● Jobs
(1) Rewrite everything in the article on the Congolese diocese's cattle from "Thanks to the" down to "meeting future needs.", substituting "promise" for "hope".
(2) How many lines of the entries contain the string "like"? Case counts, and reply with the number alone.

● Provided text
Denver faithful buy cows for struggling African diocese

Small herd will be income source for Congolese Catholics

Roxanne King

Thanks to the support of local parishes through the Missionary Cooperative Plan, a diocese in Democratic Republic of Congo now has a starter herd of cattle, which means hope for meeting future needs.

Cattle are fundamental to the people of rural Africa, providing food and a means of financial support. Before civil wars devastated DR Congo’s economy, the Diocese of Kabinda in Congo-Kinshasa had a thriving herd of 1,500 cattle. Sadly, during the conflicts, rebels stole the herd.

This summer, Congo native Father Kibambe Crispin, parochial vicar at St. Therese Parish in Aurora, made a Missionary Cooperative Plan appeal to three parishes of the Denver Archdiocese to buy cattle for his home diocese. Through the generosity of parishioners—particularly Risen Christ Parish—$36,000 was raised, enabling the Kabinda Diocese to buy two-dozen cattle, which could eventually grow to a herd of 250.

● Given records
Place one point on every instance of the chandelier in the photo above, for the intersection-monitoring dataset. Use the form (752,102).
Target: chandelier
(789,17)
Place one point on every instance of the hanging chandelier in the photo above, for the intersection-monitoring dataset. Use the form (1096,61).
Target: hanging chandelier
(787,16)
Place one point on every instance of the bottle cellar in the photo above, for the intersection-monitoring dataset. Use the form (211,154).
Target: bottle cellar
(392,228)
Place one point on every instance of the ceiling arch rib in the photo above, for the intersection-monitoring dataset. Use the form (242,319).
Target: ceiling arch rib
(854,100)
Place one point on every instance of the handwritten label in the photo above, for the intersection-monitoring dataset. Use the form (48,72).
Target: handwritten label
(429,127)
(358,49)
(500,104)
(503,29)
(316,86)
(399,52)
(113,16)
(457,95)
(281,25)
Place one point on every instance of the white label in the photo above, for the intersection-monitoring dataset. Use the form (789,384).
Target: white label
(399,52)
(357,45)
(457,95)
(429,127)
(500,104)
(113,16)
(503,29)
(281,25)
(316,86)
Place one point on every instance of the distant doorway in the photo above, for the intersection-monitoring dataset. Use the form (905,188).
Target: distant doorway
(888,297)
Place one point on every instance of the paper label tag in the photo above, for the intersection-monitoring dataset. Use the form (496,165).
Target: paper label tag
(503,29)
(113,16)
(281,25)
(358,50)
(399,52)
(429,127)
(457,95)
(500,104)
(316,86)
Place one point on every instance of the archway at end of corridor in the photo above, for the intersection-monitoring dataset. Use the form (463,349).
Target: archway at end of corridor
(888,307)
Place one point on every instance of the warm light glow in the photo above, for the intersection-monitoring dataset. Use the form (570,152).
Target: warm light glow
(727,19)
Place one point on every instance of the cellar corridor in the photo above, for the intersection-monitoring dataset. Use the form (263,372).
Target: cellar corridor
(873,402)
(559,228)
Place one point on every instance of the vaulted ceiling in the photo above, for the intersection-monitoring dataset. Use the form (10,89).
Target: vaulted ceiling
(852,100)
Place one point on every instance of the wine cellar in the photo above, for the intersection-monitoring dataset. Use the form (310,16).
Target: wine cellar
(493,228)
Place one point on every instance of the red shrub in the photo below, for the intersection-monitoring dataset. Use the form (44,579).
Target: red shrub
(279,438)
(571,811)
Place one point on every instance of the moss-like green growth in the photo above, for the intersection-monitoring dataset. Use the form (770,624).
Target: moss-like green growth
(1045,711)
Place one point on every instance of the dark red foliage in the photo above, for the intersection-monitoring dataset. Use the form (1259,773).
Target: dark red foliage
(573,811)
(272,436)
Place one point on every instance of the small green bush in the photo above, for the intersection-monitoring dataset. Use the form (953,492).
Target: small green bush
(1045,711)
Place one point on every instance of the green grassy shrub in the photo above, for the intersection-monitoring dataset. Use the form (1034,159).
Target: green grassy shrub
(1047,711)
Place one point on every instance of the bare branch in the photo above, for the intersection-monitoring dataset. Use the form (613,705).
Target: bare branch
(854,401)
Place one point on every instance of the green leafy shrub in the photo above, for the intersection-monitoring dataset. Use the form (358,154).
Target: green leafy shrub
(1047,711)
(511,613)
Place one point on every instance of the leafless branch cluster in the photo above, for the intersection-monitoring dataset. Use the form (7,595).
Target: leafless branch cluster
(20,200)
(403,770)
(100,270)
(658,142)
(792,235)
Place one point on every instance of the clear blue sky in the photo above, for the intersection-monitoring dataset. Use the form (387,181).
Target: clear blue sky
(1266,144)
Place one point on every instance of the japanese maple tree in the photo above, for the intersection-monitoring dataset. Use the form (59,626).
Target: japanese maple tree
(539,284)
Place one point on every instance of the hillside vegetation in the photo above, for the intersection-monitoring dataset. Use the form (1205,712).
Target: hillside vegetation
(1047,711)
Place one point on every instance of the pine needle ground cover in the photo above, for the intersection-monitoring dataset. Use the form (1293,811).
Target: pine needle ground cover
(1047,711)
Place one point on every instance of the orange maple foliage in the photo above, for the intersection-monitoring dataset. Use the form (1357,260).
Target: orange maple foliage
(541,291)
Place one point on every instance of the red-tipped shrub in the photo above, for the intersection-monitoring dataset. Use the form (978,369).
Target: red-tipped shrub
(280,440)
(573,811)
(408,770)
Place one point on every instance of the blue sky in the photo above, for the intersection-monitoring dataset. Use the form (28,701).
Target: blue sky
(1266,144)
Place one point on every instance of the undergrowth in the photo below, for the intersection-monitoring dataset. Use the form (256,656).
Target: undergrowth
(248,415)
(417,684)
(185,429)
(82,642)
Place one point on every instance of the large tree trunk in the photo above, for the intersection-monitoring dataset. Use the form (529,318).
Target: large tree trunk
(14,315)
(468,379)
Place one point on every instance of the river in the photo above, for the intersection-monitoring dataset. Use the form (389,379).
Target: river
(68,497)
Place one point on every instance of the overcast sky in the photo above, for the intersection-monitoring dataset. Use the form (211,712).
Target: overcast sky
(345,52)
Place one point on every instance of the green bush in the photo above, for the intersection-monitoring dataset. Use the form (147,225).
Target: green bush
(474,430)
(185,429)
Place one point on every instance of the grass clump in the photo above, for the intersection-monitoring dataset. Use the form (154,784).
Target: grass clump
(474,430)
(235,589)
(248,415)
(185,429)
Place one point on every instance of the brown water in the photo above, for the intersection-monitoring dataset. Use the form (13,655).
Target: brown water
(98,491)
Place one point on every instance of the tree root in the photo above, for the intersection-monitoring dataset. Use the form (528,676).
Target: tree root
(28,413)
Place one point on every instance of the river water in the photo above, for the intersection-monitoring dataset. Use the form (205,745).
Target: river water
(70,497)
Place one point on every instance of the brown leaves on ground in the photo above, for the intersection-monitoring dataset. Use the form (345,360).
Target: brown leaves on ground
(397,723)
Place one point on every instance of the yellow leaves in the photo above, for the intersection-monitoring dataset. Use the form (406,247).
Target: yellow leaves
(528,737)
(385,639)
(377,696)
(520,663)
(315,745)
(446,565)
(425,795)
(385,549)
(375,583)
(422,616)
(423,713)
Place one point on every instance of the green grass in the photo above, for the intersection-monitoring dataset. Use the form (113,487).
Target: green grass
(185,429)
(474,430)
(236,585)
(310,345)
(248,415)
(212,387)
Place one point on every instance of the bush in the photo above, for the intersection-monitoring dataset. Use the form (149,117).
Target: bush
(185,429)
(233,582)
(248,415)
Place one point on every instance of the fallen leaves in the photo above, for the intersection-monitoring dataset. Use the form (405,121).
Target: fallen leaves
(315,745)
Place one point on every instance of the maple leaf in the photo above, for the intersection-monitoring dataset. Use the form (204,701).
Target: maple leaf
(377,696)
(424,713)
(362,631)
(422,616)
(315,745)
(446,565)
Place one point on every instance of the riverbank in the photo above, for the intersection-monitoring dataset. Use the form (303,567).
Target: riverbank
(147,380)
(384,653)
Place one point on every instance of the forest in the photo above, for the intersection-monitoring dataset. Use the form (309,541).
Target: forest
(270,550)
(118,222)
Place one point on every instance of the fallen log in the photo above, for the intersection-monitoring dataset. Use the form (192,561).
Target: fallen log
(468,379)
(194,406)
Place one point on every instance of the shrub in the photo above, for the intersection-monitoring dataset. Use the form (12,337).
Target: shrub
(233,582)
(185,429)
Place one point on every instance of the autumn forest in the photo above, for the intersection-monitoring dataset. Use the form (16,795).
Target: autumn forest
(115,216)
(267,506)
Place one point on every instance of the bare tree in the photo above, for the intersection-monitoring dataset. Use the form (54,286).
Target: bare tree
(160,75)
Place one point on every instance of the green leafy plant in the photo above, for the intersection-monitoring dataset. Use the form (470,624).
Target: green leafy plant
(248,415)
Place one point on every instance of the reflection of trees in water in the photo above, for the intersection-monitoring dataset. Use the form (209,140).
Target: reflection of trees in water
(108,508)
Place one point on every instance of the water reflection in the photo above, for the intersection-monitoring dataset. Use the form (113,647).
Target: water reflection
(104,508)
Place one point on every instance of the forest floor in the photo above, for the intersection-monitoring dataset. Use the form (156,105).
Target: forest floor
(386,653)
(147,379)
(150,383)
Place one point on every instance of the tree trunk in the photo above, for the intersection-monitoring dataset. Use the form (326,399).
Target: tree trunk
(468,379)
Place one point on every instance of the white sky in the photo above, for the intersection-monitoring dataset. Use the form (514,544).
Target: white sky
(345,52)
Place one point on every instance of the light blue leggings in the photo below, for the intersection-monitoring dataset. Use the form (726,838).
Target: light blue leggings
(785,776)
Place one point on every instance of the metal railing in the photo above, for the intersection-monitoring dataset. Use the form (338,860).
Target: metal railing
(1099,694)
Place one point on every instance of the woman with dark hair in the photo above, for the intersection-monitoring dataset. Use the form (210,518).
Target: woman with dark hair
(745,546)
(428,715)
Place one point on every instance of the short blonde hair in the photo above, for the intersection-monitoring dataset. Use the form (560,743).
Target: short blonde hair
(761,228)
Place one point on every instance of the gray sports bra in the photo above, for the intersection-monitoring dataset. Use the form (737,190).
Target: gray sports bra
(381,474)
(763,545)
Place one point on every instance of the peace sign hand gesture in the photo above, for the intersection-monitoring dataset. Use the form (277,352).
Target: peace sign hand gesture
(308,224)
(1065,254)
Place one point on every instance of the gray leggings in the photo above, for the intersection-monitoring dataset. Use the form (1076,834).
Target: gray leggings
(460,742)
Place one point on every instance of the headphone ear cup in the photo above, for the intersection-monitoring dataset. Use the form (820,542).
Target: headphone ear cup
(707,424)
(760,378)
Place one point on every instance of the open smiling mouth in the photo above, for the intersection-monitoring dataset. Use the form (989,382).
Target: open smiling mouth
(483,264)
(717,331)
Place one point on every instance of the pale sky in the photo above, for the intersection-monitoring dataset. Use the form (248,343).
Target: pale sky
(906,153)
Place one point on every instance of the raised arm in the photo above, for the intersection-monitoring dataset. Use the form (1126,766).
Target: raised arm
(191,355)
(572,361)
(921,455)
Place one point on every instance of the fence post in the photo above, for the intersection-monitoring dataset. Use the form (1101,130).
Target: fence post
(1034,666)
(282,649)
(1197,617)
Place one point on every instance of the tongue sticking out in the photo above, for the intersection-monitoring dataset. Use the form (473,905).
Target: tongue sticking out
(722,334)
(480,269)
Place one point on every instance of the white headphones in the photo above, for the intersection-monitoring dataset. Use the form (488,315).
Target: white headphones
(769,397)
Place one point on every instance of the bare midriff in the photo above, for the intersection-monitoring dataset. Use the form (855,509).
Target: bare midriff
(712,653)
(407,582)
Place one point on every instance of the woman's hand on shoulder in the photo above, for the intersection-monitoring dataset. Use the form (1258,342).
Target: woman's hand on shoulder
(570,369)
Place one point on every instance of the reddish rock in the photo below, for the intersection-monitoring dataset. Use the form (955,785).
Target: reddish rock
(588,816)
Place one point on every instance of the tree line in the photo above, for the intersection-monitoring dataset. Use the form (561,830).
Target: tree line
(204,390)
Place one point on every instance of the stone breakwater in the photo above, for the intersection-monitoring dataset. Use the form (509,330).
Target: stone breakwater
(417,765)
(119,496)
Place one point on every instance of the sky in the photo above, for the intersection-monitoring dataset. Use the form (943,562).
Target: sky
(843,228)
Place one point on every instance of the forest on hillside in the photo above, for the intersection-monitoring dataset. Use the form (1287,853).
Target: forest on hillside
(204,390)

● Responses to the tasks
(1)
Thanks to the support of local parishes through the Missionary Cooperative Plan, a diocese in Democratic Republic of Congo now has a starter herd of cattle, which means promise for meeting future needs.

(2) 2